[Dataset items]
>> START
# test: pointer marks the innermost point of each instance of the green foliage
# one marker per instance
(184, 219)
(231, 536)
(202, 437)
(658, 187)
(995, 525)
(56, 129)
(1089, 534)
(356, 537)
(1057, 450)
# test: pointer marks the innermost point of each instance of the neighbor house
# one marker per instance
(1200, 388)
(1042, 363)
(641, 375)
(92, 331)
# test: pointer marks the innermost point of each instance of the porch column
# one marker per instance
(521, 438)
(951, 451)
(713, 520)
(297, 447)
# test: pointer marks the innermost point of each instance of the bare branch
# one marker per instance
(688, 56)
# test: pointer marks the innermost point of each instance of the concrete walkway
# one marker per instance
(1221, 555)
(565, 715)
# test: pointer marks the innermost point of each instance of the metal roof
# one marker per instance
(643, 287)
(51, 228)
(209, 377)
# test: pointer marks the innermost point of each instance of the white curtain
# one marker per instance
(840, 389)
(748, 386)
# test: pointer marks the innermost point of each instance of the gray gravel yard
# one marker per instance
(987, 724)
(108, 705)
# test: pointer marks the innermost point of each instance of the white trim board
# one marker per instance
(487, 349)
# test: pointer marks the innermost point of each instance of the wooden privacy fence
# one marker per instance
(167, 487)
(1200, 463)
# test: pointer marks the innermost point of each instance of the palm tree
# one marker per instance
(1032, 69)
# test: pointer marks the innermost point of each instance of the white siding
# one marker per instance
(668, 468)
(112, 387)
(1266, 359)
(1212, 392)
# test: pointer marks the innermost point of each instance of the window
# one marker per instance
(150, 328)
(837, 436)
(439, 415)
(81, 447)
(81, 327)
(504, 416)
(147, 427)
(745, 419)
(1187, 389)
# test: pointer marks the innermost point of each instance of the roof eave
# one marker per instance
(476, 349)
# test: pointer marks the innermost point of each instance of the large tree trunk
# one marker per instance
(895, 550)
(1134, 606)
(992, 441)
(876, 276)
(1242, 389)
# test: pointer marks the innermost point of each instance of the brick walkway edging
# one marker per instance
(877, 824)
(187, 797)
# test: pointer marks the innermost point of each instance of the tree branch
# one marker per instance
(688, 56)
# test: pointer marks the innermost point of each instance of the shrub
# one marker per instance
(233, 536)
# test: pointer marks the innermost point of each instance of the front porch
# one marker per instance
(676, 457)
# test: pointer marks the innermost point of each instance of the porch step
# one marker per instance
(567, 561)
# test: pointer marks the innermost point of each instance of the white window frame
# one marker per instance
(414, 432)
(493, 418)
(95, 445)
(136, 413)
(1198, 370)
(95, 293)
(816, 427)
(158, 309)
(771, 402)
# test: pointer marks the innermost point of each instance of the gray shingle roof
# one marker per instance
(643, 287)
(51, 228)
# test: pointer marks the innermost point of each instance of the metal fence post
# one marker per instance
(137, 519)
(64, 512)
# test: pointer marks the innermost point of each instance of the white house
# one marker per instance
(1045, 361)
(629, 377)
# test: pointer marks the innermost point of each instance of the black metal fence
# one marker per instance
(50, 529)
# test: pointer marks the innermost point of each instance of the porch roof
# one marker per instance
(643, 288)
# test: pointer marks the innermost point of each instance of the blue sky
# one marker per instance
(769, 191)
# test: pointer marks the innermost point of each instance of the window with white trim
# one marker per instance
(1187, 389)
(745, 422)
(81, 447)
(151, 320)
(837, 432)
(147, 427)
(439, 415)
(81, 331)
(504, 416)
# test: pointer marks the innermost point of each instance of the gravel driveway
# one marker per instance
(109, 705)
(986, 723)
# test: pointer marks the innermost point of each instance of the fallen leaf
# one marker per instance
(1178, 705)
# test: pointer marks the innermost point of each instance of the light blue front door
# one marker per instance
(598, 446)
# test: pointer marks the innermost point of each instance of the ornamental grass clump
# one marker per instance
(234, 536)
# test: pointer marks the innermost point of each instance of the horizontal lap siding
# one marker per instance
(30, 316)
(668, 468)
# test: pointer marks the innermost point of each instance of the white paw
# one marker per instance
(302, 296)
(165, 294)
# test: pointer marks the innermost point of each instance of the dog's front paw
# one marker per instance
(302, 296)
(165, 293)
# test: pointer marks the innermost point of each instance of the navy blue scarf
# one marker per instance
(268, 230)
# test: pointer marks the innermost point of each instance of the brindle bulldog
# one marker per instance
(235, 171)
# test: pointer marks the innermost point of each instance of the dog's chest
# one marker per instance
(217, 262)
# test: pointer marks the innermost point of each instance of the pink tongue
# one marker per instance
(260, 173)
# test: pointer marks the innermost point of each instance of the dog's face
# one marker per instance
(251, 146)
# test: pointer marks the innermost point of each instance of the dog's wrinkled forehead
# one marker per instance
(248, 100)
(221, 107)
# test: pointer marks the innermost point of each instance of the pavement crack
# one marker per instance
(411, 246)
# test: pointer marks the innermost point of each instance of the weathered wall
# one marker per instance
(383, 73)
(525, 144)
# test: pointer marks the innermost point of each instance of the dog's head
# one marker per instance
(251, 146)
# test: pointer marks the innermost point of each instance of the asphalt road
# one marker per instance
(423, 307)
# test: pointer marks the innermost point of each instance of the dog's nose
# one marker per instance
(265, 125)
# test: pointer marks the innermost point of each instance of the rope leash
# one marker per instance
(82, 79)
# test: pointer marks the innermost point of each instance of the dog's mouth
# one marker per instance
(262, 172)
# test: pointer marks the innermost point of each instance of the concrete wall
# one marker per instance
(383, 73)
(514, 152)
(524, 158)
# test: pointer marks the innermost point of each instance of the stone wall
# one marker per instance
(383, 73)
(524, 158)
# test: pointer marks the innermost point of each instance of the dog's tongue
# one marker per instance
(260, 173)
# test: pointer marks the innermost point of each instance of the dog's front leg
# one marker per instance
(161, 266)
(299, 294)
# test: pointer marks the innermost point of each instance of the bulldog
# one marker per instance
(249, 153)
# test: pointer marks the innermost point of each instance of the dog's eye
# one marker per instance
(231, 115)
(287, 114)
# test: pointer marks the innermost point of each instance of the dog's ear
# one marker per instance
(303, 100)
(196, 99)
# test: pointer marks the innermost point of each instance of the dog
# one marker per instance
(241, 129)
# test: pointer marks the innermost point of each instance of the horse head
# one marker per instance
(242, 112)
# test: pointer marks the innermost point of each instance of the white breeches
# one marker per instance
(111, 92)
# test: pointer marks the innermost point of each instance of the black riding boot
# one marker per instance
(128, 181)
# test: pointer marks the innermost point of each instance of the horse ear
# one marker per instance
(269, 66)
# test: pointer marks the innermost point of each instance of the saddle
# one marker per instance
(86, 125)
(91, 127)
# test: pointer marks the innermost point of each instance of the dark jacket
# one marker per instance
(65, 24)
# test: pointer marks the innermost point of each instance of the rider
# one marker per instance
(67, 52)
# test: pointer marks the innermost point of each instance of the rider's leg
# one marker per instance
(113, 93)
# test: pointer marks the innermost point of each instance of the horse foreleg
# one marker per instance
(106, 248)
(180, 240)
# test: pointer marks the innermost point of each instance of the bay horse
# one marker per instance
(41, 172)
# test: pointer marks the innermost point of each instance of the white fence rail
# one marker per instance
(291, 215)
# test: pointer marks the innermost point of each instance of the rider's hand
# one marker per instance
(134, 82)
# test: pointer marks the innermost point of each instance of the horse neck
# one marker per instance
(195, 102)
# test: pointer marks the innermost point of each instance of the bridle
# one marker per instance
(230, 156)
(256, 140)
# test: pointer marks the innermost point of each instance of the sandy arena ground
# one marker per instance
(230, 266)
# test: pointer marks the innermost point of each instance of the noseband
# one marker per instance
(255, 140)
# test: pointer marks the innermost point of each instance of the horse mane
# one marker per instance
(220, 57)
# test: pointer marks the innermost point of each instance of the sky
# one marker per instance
>> END
= WRITTEN INSTRUCTION =
Quote each line of the data above exactly as written.

= SOLUTION =
# test: pointer marks the innermost point of each instance of the green foliage
# one marker per instance
(184, 219)
(231, 536)
(202, 437)
(658, 187)
(995, 525)
(56, 129)
(1089, 534)
(356, 537)
(1057, 450)
# test: pointer marks the innermost point of each instance of the neighbor house
# one marker per instance
(1200, 388)
(1042, 363)
(641, 375)
(92, 331)
# test: pointer marks the innermost point of each instance of the porch column
# one marker per instance
(521, 438)
(951, 451)
(713, 520)
(297, 447)
# test: pointer marks the innermost point of each instance of the bare branch
# one marker per instance
(688, 56)
# test: pointer marks the innermost point of each instance of the concrete walkway
# one marker per instance
(1221, 555)
(565, 715)
# test: pointer marks the innermost point of each instance of the metal roof
# one marker per instance
(643, 287)
(51, 228)
(209, 377)
# test: pointer marks the innermost point of each instance of the white curtain
# one marker per instance
(840, 389)
(748, 386)
# test: pointer marks the innermost point of each instance of the gray gravel yard
# one marker per instance
(987, 724)
(108, 705)
# test: pointer marks the innermost point of each instance of the white trim board
# one marker per instance
(487, 349)
# test: pointer marks the innermost point of each instance of the wooden privacy fence
# one marker per instance
(167, 487)
(1200, 463)
# test: pointer marks the innermost point of each instance of the palm tree
# one marker per instance
(1032, 69)
# test: pointer marks the innermost point of each instance of the white siding
# one marker per instance
(668, 468)
(112, 387)
(1266, 359)
(1212, 392)
# test: pointer marks the innermost point of each instance of the window
# one marker per instance
(150, 328)
(837, 436)
(439, 415)
(81, 447)
(81, 327)
(504, 416)
(147, 427)
(745, 419)
(1187, 389)
# test: pointer marks the innermost point of each instance of the roof eave
# one marker per instance
(476, 349)
# test: pointer marks the innermost point of each instance of the large tree trunk
# one marker per instance
(895, 550)
(1134, 606)
(992, 441)
(876, 276)
(1242, 389)
# test: pointer marks the innermost point of each instance of the brick walkway edging
# one marker per instance
(877, 824)
(187, 797)
# test: pointer marks the innermost point of each instance of the tree branch
# one marker per instance
(688, 56)
# test: pointer marks the innermost point of each instance of the shrub
# one marker per instance
(233, 536)
# test: pointer marks the innermost point of each instance of the front porch
# one marker per instance
(676, 457)
# test: pointer marks the innermost point of each instance of the porch step
# one marker per instance
(567, 561)
# test: pointer marks the innermost point of each instance of the white window frame
# one marker per instance
(414, 432)
(493, 418)
(95, 445)
(136, 413)
(1198, 370)
(95, 293)
(816, 427)
(158, 309)
(771, 402)
# test: pointer marks the innermost point of each instance of the gray shingle roof
# one marker per instance
(643, 287)
(51, 228)
# test: pointer marks the innermost point of each instance of the metal fence post
# one marker per instance
(137, 519)
(64, 512)
# test: pointer marks the innermost point of each instance of the white house
# one marker per instance
(1045, 361)
(629, 377)
# test: pointer marks the innermost point of each instance of the black metal fence
# one marker per instance
(50, 529)
# test: pointer marks the innermost point of each instance of the porch roof
# one marker per instance
(643, 288)
# test: pointer marks the innermost point of each instance of the blue sky
# one marker per instance
(769, 191)
# test: pointer marks the innermost point of each instance of the window with white trim
# one marker per instance
(1187, 389)
(745, 422)
(81, 447)
(151, 320)
(837, 432)
(147, 427)
(439, 415)
(81, 331)
(504, 416)
# test: pointer marks the innermost point of each instance of the gravel driveway
# one marker per instance
(109, 705)
(986, 723)
# test: pointer marks the innermost point of each instance of the fallen leaf
# one marker per instance
(1178, 705)
# test: pointer marks the innermost point of each instance of the light blue front door
# one marker per instance
(598, 446)
# test: pointer marks the innermost point of each instance of the ornamental grass clump
# one marker per instance
(234, 536)
# test: pointer marks the innermost point of each instance of the horizontal lap siding
# one marker per instance
(30, 316)
(668, 468)
# test: pointer marks the innermost point of each instance of the white paw
# one marker per instance
(302, 296)
(165, 294)
# test: pointer marks the innermost point of each instance of the dog's front paw
# one marker per instance
(302, 296)
(165, 293)
# test: pointer marks the innermost point of each instance of the navy blue scarf
# one marker per instance
(268, 230)
# test: pointer marks the innermost point of each instance of the brindle bulldog
# one marker per instance
(235, 171)
# test: pointer marks the innermost point of each instance of the dog's chest
# one marker per instance
(217, 262)
# test: pointer marks the innermost point of each instance of the pink tongue
# one marker per instance
(260, 173)
# test: pointer marks the innermost point of each instance of the dog's face
# one marker per instance
(251, 146)
# test: pointer marks the innermost point of each instance of the dog's wrinkled forehead
# one marker per instance
(248, 100)
(221, 107)
# test: pointer marks the innermost point of each instance of the pavement crack
# one marker per instance
(411, 246)
# test: pointer marks the innermost point of each instance of the weathered wall
# one marker per instance
(383, 73)
(525, 144)
# test: pointer marks the innermost point of each instance of the dog's head
# one marker per instance
(251, 146)
# test: pointer marks the innermost point of each instance of the asphalt road
# one marker per instance
(423, 307)
# test: pointer marks the innermost point of each instance of the dog's nose
# one marker per instance
(265, 125)
# test: pointer marks the innermost point of each instance of the rope leash
# one marker per instance
(82, 79)
# test: pointer marks the innermost point of each instance of the dog's mouth
# one marker per instance
(262, 172)
# test: pointer marks the innermost point of each instance of the concrete wall
# one marker per instance
(383, 73)
(514, 152)
(524, 158)
# test: pointer marks the innermost point of each instance of the stone wall
# one marker per instance
(383, 73)
(524, 158)
# test: pointer marks the innermost point of each instance of the dog's tongue
# one marker per instance
(260, 173)
# test: pointer marks the innermost point of each instance of the dog's front leg
# one marker per instance
(161, 266)
(299, 294)
# test: pointer marks the innermost point of each instance of the bulldog
# one marker per instance
(249, 153)
# test: pointer marks the innermost point of each instance of the dog's eye
# one marker per instance
(231, 115)
(287, 114)
# test: pointer marks the innermost point of each instance of the dog's ear
# one marker per instance
(303, 100)
(196, 99)
# test: pointer marks the innermost point of each instance of the dog
# one marker per instance
(241, 129)
# test: pointer marks the innermost point of each instance of the horse head
# one marker per instance
(242, 112)
# test: pointer marks the innermost point of each instance of the white breeches
# one marker per instance
(111, 92)
# test: pointer marks the innermost point of each instance of the black riding boot
# one marker per instance
(128, 181)
# test: pointer marks the innermost point of each instance of the horse ear
# one marker per instance
(269, 66)
# test: pointer marks the innermost point of each instance of the saddle
# one marker per instance
(86, 125)
(91, 127)
# test: pointer marks the innermost point of each instance of the dark jacket
# one marker per instance
(65, 24)
# test: pointer marks the innermost point of each instance of the rider
# one marker per instance
(67, 52)
# test: pointer marks the innermost point of each instance of the rider's leg
# one marker per instance
(113, 93)
# test: pointer marks the innermost point of each instance of the horse foreleg
# one marker per instance
(106, 248)
(180, 240)
# test: pointer marks the innermost point of each instance of the bay horse
# one marker per instance
(41, 172)
# test: pointer marks the innermost point of each instance of the white fence rail
# one marker per instance
(291, 215)
# test: pointer marks the innermost point of each instance of the rider's hand
# one marker per instance
(134, 82)
# test: pointer marks the innermost point of each instance of the horse neck
# one marker per instance
(195, 102)
# test: pointer marks the innermost point of each instance of the bridle
# one marker per instance
(230, 156)
(256, 140)
# test: pointer marks the innermost point of each instance of the sandy arena ground
# one marker per instance
(230, 266)
# test: pointer marks the innermost point of each instance of the noseband
# one marker per instance
(255, 140)
# test: pointer marks the innermost point of each instance of the horse mane
# one marker per instance
(220, 57)
# test: pointer marks the innermost point of each instance of the sky
# one marker per instance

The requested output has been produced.